START SOURCE MATERIAL

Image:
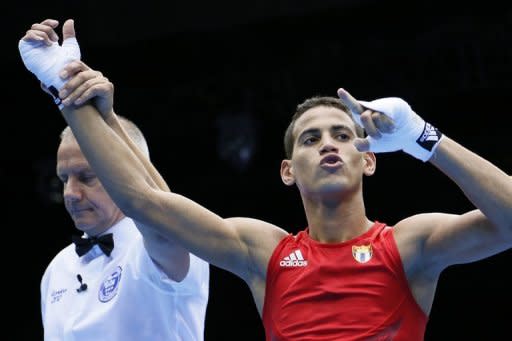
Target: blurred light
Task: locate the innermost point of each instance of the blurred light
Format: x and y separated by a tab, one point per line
237	137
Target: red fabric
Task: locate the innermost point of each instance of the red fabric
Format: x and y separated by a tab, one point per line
334	297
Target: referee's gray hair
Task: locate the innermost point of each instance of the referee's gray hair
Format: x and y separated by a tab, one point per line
131	129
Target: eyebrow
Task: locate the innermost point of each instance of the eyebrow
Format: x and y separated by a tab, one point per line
315	131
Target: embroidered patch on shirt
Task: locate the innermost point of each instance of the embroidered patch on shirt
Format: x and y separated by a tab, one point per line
56	295
362	253
110	285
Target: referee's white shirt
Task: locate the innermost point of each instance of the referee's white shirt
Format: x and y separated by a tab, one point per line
127	297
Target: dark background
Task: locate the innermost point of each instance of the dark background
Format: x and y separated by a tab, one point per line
204	79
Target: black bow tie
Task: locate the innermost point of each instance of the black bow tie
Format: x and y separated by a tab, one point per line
83	245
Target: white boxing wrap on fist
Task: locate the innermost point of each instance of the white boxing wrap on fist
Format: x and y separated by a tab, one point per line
411	134
45	62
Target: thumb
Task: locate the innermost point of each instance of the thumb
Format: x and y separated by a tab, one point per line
362	145
68	29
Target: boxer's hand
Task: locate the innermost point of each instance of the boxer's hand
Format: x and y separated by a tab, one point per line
44	57
392	125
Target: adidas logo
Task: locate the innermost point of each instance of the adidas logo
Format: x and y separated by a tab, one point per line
295	259
429	137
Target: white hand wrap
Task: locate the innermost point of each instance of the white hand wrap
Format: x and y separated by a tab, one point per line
412	134
45	62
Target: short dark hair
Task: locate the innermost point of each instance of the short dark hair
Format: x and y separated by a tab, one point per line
310	103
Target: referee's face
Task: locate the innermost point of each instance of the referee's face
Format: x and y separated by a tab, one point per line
85	199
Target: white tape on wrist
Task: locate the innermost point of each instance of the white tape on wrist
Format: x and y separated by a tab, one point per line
412	134
45	62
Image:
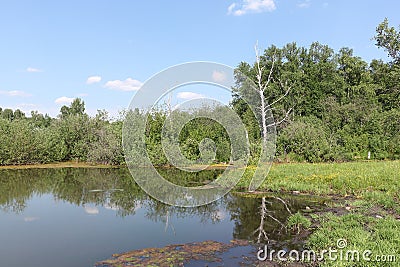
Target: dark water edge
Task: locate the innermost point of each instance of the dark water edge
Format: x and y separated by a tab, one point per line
80	216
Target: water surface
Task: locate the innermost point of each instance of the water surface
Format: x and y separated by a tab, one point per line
79	216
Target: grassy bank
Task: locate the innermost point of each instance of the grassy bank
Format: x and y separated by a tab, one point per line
367	217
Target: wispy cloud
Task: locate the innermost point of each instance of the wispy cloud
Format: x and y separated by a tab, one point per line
218	76
91	210
189	95
93	79
64	100
127	85
31	219
304	4
15	93
30	69
251	6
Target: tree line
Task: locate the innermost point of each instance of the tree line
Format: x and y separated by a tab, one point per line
339	108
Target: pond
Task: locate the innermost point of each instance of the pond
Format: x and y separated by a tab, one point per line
80	216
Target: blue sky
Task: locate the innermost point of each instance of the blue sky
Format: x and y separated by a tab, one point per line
102	50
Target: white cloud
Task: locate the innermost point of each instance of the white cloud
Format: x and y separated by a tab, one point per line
93	79
251	6
304	4
30	69
218	76
15	93
189	95
91	210
231	8
31	219
127	85
64	100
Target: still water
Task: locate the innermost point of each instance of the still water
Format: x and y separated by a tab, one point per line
79	216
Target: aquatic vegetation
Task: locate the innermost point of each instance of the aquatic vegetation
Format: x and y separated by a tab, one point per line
172	255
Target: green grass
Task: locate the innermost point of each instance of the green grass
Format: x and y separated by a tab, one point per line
380	236
376	179
297	222
370	213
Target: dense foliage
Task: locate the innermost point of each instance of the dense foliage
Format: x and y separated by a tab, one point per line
343	108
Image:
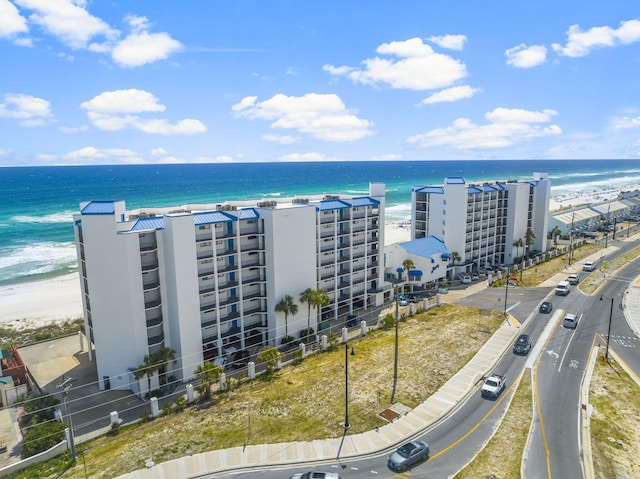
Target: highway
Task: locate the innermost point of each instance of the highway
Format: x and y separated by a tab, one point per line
558	361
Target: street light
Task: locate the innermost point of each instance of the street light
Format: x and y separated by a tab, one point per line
606	354
346	385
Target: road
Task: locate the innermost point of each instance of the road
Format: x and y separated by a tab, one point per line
558	361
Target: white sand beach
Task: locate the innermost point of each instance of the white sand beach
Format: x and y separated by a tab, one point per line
38	303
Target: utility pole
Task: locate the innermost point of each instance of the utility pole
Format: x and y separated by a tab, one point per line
66	384
395	360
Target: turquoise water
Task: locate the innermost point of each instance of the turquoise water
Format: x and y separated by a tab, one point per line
37	203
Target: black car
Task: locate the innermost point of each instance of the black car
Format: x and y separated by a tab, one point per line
522	345
407	455
240	359
546	307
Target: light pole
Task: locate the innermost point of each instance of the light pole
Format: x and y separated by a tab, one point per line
346	385
66	384
395	359
606	353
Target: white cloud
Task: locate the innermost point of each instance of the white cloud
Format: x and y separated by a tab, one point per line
305	157
322	116
11	22
27	109
73	129
451	94
452	42
142	47
581	42
119	109
523	56
281	139
112	155
626	122
67	20
415	66
506	127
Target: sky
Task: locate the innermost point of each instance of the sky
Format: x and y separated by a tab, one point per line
206	81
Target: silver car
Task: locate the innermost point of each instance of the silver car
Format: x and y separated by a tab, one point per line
407	455
316	475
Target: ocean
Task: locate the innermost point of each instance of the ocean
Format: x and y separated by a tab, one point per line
37	203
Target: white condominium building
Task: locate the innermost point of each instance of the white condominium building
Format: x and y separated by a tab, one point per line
200	279
486	224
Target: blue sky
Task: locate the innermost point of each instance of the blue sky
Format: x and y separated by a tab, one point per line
159	81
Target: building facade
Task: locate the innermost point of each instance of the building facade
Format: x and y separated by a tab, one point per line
482	223
204	279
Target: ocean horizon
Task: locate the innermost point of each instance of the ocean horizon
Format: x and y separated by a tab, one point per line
37	203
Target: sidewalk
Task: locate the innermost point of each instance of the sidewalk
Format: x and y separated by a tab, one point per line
423	416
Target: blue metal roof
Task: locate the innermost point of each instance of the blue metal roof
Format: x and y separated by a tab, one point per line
332	205
454	180
425	247
153	223
212	217
365	201
248	214
430	189
98	208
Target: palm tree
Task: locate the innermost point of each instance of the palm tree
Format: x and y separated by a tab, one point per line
529	236
518	244
207	374
270	356
555	232
148	367
163	358
314	298
407	265
288	307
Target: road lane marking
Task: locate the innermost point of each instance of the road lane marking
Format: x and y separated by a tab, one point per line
484	418
573	335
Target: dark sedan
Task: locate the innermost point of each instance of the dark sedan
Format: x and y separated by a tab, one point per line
407	455
522	345
546	307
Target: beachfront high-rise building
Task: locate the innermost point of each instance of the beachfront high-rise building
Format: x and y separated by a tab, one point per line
203	279
483	222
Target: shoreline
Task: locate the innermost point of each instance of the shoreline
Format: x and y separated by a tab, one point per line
33	304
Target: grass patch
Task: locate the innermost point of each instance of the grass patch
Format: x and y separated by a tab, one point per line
305	401
616	417
501	458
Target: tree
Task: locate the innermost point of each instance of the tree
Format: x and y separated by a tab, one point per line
148	367
555	232
270	356
162	358
529	236
207	374
288	307
314	298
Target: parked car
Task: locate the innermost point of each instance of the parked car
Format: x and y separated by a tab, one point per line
522	344
352	320
407	455
546	307
240	359
316	475
570	321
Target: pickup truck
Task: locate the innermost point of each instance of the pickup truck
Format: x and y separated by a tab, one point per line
493	386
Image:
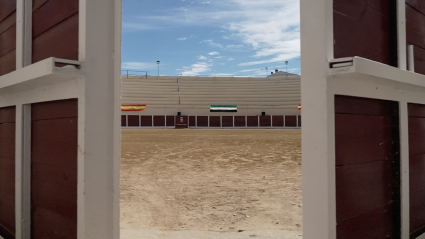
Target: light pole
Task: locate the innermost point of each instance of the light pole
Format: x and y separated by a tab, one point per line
286	63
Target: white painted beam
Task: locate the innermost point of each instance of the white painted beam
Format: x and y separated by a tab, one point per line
404	170
318	167
401	32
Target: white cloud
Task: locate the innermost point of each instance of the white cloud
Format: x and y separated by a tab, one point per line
212	43
137	66
272	30
196	69
213	53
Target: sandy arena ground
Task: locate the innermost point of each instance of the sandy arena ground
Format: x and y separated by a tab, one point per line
195	183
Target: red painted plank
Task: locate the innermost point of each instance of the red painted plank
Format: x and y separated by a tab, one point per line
227	121
7	114
170	120
277	120
7	7
202	121
192	121
159	121
215	121
364	106
355	19
266	121
54	142
37	4
418	5
7	23
133	120
8	63
182	122
252	121
291	121
417	211
7	172
51	13
52	225
55	109
416	136
55	189
415	28
146	120
7	220
417	173
7	179
54	138
60	41
239	121
362	188
7	140
363	138
416	110
357	8
377	223
8	40
123	120
419	60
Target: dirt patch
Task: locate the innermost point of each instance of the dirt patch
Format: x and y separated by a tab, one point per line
211	180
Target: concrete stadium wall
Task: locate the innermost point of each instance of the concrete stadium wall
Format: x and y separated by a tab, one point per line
165	95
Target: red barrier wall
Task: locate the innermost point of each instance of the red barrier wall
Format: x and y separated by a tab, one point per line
227	121
417	169
366	29
202	121
192	121
54	150
123	120
55	29
252	121
159	120
367	168
170	120
277	121
146	121
7	36
133	121
240	121
290	121
7	172
215	121
265	121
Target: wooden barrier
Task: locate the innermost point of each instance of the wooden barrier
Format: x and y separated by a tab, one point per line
225	121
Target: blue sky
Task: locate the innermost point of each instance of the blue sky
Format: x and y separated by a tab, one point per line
211	37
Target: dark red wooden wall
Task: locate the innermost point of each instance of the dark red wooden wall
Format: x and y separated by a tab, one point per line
7	172
54	138
417	169
415	24
366	29
7	36
367	168
55	29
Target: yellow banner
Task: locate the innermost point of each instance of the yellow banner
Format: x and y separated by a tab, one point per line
133	107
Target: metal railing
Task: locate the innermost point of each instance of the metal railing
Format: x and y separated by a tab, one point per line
128	73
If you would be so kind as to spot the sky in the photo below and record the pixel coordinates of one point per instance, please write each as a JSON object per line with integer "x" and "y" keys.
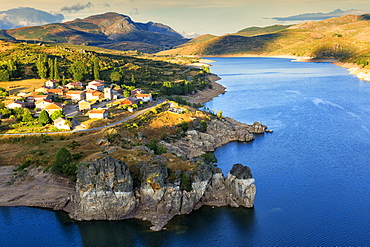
{"x": 215, "y": 17}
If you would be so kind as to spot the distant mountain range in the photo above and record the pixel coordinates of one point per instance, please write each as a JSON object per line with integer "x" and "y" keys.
{"x": 346, "y": 37}
{"x": 109, "y": 30}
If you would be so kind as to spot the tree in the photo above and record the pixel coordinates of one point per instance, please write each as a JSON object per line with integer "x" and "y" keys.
{"x": 57, "y": 114}
{"x": 206, "y": 69}
{"x": 203, "y": 126}
{"x": 51, "y": 68}
{"x": 62, "y": 163}
{"x": 78, "y": 70}
{"x": 56, "y": 69}
{"x": 126, "y": 93}
{"x": 42, "y": 69}
{"x": 44, "y": 118}
{"x": 116, "y": 76}
{"x": 27, "y": 115}
{"x": 167, "y": 88}
{"x": 4, "y": 75}
{"x": 185, "y": 126}
{"x": 96, "y": 68}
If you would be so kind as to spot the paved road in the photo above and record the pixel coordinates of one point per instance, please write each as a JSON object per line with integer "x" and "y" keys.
{"x": 137, "y": 113}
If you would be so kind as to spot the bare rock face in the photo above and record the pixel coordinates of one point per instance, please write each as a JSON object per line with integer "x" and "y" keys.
{"x": 219, "y": 132}
{"x": 105, "y": 191}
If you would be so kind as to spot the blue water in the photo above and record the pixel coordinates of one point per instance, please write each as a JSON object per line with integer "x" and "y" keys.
{"x": 312, "y": 173}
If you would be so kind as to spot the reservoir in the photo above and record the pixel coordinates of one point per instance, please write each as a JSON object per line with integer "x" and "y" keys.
{"x": 312, "y": 173}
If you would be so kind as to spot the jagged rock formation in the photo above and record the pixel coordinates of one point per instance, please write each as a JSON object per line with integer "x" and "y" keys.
{"x": 219, "y": 132}
{"x": 106, "y": 190}
{"x": 109, "y": 30}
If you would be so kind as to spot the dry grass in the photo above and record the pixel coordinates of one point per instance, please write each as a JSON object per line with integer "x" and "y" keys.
{"x": 41, "y": 150}
{"x": 28, "y": 85}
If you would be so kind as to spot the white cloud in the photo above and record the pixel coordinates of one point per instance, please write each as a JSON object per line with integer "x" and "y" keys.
{"x": 20, "y": 17}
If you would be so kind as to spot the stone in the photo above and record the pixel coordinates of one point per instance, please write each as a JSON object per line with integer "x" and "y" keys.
{"x": 105, "y": 191}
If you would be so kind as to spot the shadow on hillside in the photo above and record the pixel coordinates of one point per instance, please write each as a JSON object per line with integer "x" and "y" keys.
{"x": 236, "y": 44}
{"x": 333, "y": 52}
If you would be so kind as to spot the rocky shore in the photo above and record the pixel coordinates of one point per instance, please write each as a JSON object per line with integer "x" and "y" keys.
{"x": 106, "y": 190}
{"x": 207, "y": 94}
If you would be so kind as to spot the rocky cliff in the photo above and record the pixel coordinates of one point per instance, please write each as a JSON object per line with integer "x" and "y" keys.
{"x": 219, "y": 132}
{"x": 106, "y": 190}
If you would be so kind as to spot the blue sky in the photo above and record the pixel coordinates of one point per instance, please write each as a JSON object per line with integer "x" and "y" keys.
{"x": 216, "y": 17}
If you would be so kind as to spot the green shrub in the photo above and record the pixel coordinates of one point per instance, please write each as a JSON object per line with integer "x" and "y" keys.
{"x": 210, "y": 157}
{"x": 185, "y": 182}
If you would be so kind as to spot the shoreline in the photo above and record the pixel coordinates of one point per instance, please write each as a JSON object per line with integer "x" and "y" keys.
{"x": 353, "y": 69}
{"x": 208, "y": 94}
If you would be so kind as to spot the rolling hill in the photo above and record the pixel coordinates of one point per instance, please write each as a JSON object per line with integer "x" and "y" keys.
{"x": 109, "y": 30}
{"x": 346, "y": 38}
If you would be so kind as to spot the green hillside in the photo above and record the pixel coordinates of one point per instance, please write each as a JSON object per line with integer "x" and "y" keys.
{"x": 346, "y": 38}
{"x": 252, "y": 31}
{"x": 109, "y": 30}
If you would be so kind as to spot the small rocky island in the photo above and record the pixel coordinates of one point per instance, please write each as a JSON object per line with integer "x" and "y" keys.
{"x": 127, "y": 179}
{"x": 106, "y": 190}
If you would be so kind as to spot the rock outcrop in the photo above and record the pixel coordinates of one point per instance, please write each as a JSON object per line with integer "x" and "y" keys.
{"x": 106, "y": 190}
{"x": 219, "y": 132}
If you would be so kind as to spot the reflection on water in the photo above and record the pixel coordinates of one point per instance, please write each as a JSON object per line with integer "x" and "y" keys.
{"x": 200, "y": 226}
{"x": 312, "y": 173}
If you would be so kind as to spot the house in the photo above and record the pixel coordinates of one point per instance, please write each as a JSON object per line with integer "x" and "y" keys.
{"x": 108, "y": 94}
{"x": 41, "y": 103}
{"x": 94, "y": 95}
{"x": 136, "y": 91}
{"x": 147, "y": 97}
{"x": 42, "y": 89}
{"x": 76, "y": 95}
{"x": 75, "y": 84}
{"x": 97, "y": 85}
{"x": 34, "y": 96}
{"x": 98, "y": 113}
{"x": 50, "y": 108}
{"x": 16, "y": 104}
{"x": 55, "y": 92}
{"x": 51, "y": 83}
{"x": 84, "y": 105}
{"x": 62, "y": 124}
{"x": 129, "y": 101}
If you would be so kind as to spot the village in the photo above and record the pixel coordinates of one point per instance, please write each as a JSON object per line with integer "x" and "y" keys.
{"x": 62, "y": 103}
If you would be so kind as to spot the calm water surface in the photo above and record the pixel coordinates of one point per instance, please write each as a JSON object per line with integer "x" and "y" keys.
{"x": 312, "y": 173}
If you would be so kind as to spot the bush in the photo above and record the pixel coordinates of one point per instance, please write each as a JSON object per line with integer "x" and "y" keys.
{"x": 63, "y": 163}
{"x": 156, "y": 147}
{"x": 203, "y": 126}
{"x": 185, "y": 182}
{"x": 210, "y": 157}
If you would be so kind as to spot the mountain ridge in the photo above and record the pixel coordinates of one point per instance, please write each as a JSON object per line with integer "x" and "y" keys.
{"x": 104, "y": 29}
{"x": 345, "y": 38}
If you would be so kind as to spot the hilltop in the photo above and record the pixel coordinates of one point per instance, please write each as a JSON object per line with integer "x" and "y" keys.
{"x": 109, "y": 30}
{"x": 344, "y": 38}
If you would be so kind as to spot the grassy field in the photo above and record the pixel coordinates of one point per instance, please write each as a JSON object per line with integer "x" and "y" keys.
{"x": 40, "y": 150}
{"x": 17, "y": 86}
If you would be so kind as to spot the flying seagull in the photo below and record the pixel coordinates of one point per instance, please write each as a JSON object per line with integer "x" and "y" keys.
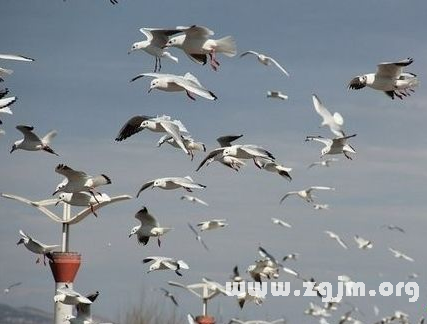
{"x": 198, "y": 237}
{"x": 336, "y": 237}
{"x": 154, "y": 44}
{"x": 217, "y": 154}
{"x": 195, "y": 42}
{"x": 170, "y": 183}
{"x": 149, "y": 227}
{"x": 164, "y": 263}
{"x": 266, "y": 60}
{"x": 334, "y": 122}
{"x": 163, "y": 124}
{"x": 389, "y": 78}
{"x": 174, "y": 83}
{"x": 31, "y": 142}
{"x": 337, "y": 145}
{"x": 305, "y": 194}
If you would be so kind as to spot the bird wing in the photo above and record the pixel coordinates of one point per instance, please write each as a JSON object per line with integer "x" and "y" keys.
{"x": 195, "y": 31}
{"x": 249, "y": 52}
{"x": 145, "y": 186}
{"x": 225, "y": 141}
{"x": 158, "y": 36}
{"x": 69, "y": 173}
{"x": 172, "y": 129}
{"x": 28, "y": 133}
{"x": 326, "y": 141}
{"x": 49, "y": 136}
{"x": 15, "y": 57}
{"x": 392, "y": 69}
{"x": 194, "y": 87}
{"x": 210, "y": 155}
{"x": 320, "y": 108}
{"x": 279, "y": 66}
{"x": 287, "y": 195}
{"x": 131, "y": 127}
{"x": 146, "y": 218}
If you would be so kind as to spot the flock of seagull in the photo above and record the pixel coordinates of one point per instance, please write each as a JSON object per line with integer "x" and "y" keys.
{"x": 81, "y": 189}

END SOURCE MATERIAL

HOW TO COMPLETE THIS TASK - Only the lines of the data holding the string "highway" are wanted; copy each of them.

OUTPUT OF THE TASK -
Target: highway
Task: locate the innermost point of each instance of the highway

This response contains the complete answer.